◆ **What the task requires**:
Below this line is the material. Write out only its lines from the one containing "One point lands on each instance of the white house;" through the one containing "One point lands on each instance of the side", both kept, exactly.

◆ **Dataset entries**:

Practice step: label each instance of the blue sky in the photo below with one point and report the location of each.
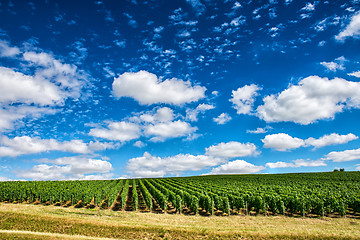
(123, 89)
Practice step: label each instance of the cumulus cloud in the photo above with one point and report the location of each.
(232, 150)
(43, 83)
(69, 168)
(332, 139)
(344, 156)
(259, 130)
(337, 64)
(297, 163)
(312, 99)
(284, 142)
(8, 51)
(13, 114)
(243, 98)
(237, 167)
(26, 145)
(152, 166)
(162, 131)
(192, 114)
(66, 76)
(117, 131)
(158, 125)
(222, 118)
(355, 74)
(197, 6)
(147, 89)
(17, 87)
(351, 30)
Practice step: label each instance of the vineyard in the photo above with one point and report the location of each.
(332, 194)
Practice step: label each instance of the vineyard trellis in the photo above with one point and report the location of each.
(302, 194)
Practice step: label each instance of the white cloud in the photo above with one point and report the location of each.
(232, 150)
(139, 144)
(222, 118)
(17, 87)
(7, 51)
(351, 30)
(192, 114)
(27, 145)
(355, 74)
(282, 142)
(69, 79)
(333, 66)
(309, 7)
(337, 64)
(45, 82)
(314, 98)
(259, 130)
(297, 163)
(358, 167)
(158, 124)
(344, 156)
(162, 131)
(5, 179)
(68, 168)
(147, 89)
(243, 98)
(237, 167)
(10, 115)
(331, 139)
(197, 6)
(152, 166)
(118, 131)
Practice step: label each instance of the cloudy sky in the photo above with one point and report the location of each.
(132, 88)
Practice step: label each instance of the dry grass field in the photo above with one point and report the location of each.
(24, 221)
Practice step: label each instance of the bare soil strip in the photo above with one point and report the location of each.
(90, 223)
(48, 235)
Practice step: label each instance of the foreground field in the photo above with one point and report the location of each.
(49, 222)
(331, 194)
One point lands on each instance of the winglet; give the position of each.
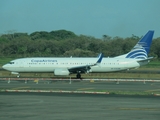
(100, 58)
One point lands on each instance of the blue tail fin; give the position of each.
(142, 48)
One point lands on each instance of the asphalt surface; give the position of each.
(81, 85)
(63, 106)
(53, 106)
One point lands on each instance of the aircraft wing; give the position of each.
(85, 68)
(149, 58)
...
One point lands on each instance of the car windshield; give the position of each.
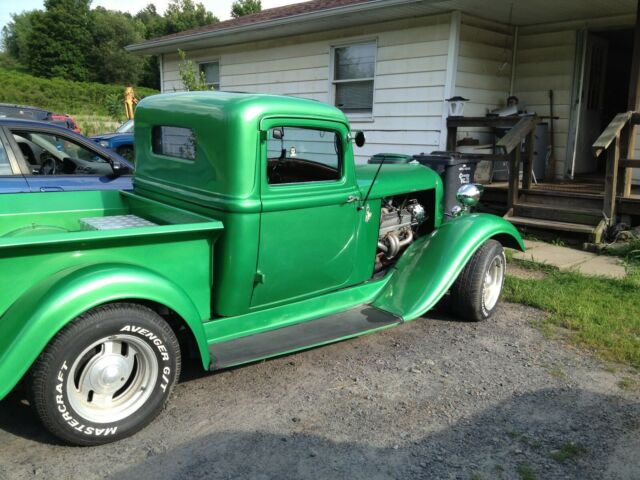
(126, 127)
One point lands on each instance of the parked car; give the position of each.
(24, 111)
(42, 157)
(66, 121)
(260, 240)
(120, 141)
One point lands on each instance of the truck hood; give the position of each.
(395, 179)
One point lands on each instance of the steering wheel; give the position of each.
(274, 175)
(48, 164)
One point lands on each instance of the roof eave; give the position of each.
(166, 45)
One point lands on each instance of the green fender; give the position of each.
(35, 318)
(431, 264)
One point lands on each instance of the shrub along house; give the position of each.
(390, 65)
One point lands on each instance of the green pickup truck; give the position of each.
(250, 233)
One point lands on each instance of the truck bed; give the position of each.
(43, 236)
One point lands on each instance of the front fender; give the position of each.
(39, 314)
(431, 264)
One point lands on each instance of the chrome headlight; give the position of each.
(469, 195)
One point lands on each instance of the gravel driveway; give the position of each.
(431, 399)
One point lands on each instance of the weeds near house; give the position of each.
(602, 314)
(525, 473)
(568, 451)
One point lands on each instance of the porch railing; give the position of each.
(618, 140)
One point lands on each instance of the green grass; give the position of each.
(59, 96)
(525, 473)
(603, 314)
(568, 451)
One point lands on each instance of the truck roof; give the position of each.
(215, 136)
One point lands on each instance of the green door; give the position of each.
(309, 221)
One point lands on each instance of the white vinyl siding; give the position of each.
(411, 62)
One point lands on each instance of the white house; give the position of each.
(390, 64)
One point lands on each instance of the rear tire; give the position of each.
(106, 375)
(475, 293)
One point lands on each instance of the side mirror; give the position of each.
* * *
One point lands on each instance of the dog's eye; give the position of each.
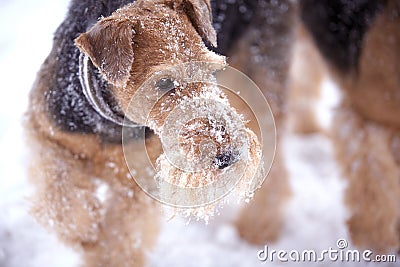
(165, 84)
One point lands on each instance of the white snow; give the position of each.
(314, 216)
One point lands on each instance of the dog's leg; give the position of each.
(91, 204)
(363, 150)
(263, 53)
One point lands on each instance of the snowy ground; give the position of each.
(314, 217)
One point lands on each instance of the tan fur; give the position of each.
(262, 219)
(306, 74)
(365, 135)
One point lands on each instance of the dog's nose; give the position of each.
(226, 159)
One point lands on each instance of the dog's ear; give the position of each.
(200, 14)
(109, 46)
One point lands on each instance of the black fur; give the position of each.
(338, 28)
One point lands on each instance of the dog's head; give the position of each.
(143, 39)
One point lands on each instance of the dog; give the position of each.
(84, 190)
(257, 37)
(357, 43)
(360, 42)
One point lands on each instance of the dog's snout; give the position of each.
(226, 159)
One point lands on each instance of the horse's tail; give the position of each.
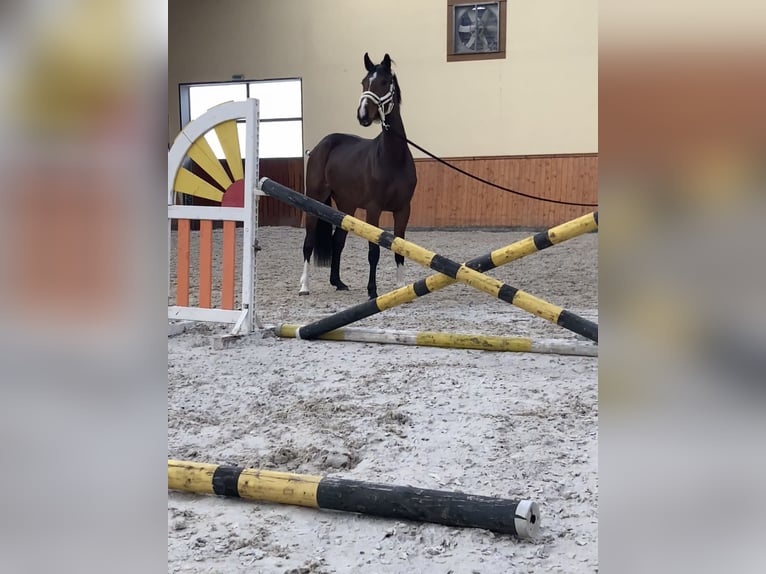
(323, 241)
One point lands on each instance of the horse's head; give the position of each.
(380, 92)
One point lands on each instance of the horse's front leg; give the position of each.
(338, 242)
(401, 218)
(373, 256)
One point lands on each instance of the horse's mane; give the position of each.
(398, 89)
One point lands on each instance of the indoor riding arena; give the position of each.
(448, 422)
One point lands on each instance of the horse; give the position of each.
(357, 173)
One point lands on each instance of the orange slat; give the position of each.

◆ **Written solution**:
One point lands on each instance of the white house; give the position of each.
(390, 64)
One point lands on each instance of the rear tire; give the position of each.
(106, 375)
(475, 293)
One point lands on each instance of the side mirror; give the position of each.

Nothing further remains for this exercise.